Robo1-/-; Robo2-/- double homozygotes (n = 4) had more severe phenotypes than Robo1-/- mutants, and were in several respects similar to Slit1-/-; Slit2-/- double homozygotes. Specifically, mdDA axons looped ventrally to enter the ventral midline, wandered dorsally, formed a wider MFB, and were truncated, failing to make it beyond the A13 population (Fig. 5D,E). Robo1-/-; Robo2-/- double homozygotes had the ectopic dorsal tract seen in Robo1-/- mutants (Fig. 5D). Overall, the Robo1-/-; Robo2-/- double mutant phenotype appeared as severe as the Slit1-/-; Slit2-/- double mutant phenotype. By E13.5, Robo1-/-; Robo2-/- mutant embryos showed an expected increase in axonal projections, both within the MFB tract and into ectopic regions (n = 4) (Fig. 5G-J). As in Slit1-/-; Slit2-/- double mutants, the beginning of the MFB tract was much wider, fasciculated into a very narrow bundle near A13, and many diverted off anteriorly toward the optic chiasm (Fig. 5G,I). Unique to Robo1-/-; Robo2-/- double mutants, more axons projected dorsally from the mdDA nucleus, including some into dorsal midbrain (Fig. 5J). Overall, the Robo1-/-; Robo2-/- double mutants have mdDA errors that partially overlapped with Slit1/2 double mutant errors, but with increased severity and additional phenotypes.
4. Discussion
Slit/Robo signaling in commissural axon guidance has established the necessity of these molecules in organizing the early vertebrate brain (Bagri et al., 2002; Long et al., 2004). Recently, these same signaling molecules were shown to be important in the guidance of descending longitudinal axons that pioneer tracts in the brain (Devine and Key, 2008; Farmer et al., 2008; Kastenhuber et al., 2009). For axons descending through the embryonic mouse brain, a variety of roles have been implicated for Slit/Robo signaling including maintaining proper dorsoventral positioning, preventing ectopic projections into the ventral midline, and promoting straight axon growth (Farmer et al., 2008). Here we extend those findings to investigate the role of Slit/Robo signaling on a major longitudinal tract that is ascending.
The dopaminergic neurons of the ventral mesencephalon extend axons anteriorly through the presumptive diencephalon, continuing through to targets in the telencephalon. How these axons navigate along their initial trajectory from the ventral mesencephalon through the diencephalon is largely unknown. These longitudinal axons face the same challenges as other longitudinal populations. Unlike commissural axons that are guided by a distinct intermediate target like the ventral floor plate (Long et al., 2004; Tessier-Lavigne and Goodman, 1996), longitudinal axons lack any obvious morphological features to follow, and do not share a common intermediate target. However, longitudinal axons run parallel to the ventral floor plate and may use secreted long range signals such as the Slits to set and maintain their dorsoventral position, and to prevent aberrant projections into the midline or other regions (Farmer et al., 2008). In the current study, we found that the Slits and Robos are necessary for the proper trajectory of the mdDA axon population through the diencephalon. Our results indicate that Slit/Robo signaling guides pioneer mdDA axons through the forebrain during their initial projection, defines the position of the tract, and prevents ectopic projections into the floor plate and other inappropriate midbrain and forebrain tissues.

+--

Task to complete » In the passage on Slit/Robo signaling and dopaminergic axon guidance, copy the text word for word, starting at "4. Discussion" and ending at "that is ascending.".

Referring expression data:

+--

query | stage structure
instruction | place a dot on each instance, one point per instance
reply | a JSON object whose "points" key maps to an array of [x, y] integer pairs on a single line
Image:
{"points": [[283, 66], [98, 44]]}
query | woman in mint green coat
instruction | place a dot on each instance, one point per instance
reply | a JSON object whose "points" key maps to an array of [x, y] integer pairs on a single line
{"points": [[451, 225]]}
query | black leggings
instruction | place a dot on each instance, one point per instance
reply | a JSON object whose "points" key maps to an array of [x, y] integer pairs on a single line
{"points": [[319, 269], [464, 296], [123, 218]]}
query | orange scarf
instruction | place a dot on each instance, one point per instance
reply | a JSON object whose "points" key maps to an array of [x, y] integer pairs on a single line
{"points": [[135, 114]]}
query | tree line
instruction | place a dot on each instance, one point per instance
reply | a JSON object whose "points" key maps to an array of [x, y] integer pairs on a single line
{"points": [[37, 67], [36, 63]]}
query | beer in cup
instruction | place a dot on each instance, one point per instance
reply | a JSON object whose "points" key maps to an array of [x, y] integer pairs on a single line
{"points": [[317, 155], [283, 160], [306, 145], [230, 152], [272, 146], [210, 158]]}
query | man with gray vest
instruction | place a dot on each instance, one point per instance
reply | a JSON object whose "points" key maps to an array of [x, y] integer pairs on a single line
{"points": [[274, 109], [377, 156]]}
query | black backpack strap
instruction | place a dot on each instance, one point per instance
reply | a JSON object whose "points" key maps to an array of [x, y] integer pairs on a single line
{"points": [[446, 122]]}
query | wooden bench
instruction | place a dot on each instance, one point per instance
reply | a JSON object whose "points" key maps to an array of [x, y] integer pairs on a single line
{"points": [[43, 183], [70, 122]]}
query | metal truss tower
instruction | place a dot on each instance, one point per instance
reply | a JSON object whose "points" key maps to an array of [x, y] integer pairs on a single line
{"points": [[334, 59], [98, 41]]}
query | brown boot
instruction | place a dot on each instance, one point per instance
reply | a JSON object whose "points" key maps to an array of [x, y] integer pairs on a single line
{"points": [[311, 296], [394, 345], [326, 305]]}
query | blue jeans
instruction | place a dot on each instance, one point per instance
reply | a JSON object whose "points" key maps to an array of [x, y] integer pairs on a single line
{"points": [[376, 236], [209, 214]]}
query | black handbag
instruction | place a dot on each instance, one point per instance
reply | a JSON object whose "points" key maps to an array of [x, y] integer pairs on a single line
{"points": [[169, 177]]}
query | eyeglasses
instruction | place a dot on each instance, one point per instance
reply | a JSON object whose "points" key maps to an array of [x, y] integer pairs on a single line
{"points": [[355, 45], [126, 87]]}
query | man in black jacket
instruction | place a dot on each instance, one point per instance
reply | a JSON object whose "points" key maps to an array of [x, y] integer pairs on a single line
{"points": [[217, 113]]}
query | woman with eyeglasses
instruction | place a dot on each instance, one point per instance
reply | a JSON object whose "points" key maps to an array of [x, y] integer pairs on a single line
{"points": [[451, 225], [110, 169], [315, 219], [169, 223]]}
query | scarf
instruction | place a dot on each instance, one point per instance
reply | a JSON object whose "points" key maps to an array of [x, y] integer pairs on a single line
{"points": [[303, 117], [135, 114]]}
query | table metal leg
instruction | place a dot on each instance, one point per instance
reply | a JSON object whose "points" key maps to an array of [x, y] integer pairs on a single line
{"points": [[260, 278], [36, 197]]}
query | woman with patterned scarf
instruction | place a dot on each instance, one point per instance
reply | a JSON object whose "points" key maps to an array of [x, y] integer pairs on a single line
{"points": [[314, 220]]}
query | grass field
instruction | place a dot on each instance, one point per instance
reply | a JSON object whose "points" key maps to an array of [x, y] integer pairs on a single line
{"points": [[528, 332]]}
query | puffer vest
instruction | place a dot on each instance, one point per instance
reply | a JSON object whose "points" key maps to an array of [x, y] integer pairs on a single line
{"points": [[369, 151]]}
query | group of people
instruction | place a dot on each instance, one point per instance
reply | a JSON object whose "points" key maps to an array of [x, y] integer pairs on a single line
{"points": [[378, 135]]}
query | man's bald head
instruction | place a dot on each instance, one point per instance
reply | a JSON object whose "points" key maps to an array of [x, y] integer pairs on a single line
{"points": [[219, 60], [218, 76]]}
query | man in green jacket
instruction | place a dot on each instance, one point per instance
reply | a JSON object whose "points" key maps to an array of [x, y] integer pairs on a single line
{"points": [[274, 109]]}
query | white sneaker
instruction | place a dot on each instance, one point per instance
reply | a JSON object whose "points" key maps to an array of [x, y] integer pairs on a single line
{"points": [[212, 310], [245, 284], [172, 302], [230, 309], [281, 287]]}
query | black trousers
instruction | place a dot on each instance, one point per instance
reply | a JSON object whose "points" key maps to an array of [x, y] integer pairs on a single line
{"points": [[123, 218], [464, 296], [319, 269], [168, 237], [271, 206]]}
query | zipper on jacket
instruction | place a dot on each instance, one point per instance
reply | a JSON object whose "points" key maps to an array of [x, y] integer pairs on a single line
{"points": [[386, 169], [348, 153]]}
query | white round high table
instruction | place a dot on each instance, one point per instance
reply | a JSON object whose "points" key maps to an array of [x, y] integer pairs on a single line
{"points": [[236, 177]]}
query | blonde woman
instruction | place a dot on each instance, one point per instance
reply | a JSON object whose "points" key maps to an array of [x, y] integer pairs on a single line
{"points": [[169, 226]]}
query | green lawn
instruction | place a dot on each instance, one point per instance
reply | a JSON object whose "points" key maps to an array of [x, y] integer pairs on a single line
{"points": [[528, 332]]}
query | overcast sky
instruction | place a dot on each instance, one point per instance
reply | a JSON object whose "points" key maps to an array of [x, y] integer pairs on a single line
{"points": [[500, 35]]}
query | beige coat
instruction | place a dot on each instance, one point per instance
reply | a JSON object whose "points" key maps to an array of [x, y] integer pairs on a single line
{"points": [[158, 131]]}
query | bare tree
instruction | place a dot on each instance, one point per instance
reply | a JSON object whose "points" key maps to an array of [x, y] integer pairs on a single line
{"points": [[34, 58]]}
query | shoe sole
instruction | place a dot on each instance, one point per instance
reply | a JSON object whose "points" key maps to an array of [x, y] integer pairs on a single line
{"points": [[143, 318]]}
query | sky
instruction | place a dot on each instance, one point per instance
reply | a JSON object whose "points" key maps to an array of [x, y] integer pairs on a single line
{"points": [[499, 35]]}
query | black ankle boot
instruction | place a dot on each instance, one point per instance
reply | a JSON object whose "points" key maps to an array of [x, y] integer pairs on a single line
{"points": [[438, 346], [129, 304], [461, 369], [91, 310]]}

+--

Result »
4. Discussion
Slit/Robo signaling in commissural axon guidance has established the necessity of these molecules in organizing the early vertebrate brain (Bagri et al., 2002; Long et al., 2004). Recently, these same signaling molecules were shown to be important in the guidance of descending longitudinal axons that pioneer tracts in the brain (Devine and Key, 2008; Farmer et al., 2008; Kastenhuber et al., 2009). For axons descending through the embryonic mouse brain, a variety of roles have been implicated for Slit/Robo signaling including maintaining proper dorsoventral positioning, preventing ectopic projections into the ventral midline, and promoting straight axon growth (Farmer et al., 2008). Here we extend those findings to investigate the role of Slit/Robo signaling on a major longitudinal tract that is ascending.